[Task 1] Summarize the PyTorch precision thread in two sentences.

[Extract to read]
--- BEGIN ---
Is there any way to set precision to be exact values instead of floats?

I am trying to convert a program way back from pytorch 0.3 to 1.3.1. I have it very close to doing the same thing when I debug batch by batch, but over time the floating point changes make it impossible to tell where my actual functions are different and where it is just floating point errors. I know there is double() to make precision be higher, but that just changes where floating point errors happens. Is there any mode that will still allow decimal points but give exact numbers and the rounding differences just get cut off. Less precision would be fine for this as long as it exists in pytorch 0.3 and 1.3.1.

Hi Py!

No.

There is neither a built-in way to do this, nor any practical way to
do it “by hand.”

But you speak as if you are convinced that your “actual functions
are different,” even though the computational evidence you cited
in your earlier thread shows that your “actual functions” agree up
to floating-point round-off, which is as much as you can expect.
--- END ---
[Entries]
--- BEGIN ---
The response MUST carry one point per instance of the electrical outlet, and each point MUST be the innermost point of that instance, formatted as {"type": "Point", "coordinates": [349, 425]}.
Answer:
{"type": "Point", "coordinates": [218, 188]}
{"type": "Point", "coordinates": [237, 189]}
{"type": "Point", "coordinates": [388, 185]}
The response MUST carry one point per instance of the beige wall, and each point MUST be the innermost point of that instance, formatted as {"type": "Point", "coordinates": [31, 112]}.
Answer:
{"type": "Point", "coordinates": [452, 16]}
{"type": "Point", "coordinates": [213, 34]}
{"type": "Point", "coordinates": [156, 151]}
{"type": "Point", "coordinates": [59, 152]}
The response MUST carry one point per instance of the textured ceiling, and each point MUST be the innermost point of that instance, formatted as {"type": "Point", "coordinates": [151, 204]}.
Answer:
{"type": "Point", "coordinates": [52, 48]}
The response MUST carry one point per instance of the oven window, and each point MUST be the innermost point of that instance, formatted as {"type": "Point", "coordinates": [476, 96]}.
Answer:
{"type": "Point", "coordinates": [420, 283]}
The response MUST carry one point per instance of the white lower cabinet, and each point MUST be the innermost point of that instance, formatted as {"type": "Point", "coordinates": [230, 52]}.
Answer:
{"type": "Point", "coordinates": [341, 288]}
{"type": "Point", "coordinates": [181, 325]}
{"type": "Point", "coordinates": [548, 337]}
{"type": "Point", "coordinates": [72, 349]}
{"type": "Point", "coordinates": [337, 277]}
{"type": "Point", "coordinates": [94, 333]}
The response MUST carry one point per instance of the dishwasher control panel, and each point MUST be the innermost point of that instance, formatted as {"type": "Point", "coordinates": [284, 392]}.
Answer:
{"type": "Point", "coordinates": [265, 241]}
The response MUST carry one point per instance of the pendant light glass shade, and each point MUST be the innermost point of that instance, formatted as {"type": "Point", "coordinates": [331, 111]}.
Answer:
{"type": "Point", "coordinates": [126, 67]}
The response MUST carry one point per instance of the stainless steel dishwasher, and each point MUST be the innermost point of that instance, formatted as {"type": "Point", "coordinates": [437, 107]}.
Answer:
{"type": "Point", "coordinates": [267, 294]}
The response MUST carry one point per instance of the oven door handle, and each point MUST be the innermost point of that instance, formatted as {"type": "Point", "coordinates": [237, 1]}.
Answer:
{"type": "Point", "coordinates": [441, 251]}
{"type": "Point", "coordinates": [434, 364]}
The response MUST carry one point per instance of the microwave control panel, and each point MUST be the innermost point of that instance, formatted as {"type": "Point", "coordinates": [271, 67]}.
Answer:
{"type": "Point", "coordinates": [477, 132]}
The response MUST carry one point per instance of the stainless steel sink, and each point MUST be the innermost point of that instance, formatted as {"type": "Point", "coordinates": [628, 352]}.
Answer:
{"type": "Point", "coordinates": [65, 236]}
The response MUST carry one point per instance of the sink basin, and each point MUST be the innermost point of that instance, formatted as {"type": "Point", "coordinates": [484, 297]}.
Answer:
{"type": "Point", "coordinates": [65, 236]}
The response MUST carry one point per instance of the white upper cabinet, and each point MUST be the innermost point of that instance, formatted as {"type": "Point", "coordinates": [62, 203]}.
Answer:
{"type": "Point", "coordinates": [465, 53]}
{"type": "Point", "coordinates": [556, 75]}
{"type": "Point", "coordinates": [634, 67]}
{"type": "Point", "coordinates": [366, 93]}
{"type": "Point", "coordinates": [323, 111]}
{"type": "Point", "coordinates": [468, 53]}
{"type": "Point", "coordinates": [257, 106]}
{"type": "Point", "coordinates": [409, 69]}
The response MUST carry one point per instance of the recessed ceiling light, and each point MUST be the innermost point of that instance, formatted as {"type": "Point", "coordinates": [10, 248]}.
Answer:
--- END ---
[Task 2] Pull out every line of the listing that contains the word "cabinet".

[Exercise answer 1] A user converting a program from PyTorch 0.3 to 1.3.1 asks whether any mode gives exact numbers with decimal points, because accumulated floating-point changes make it impossible to tell where the functions really differ. The reply says there is no built-in or practical manual way to do this, and adds that evidence from the asker's earlier thread shows the functions agree up to floating-point round-off.

[Exercise answer 2]
The response MUST carry one point per instance of the white lower cabinet, and each point MUST be the innermost point of that instance, formatted as {"type": "Point", "coordinates": [230, 52]}.
The response MUST carry one point per instance of the white upper cabinet, and each point MUST be the innermost point of that instance, formatted as {"type": "Point", "coordinates": [62, 203]}.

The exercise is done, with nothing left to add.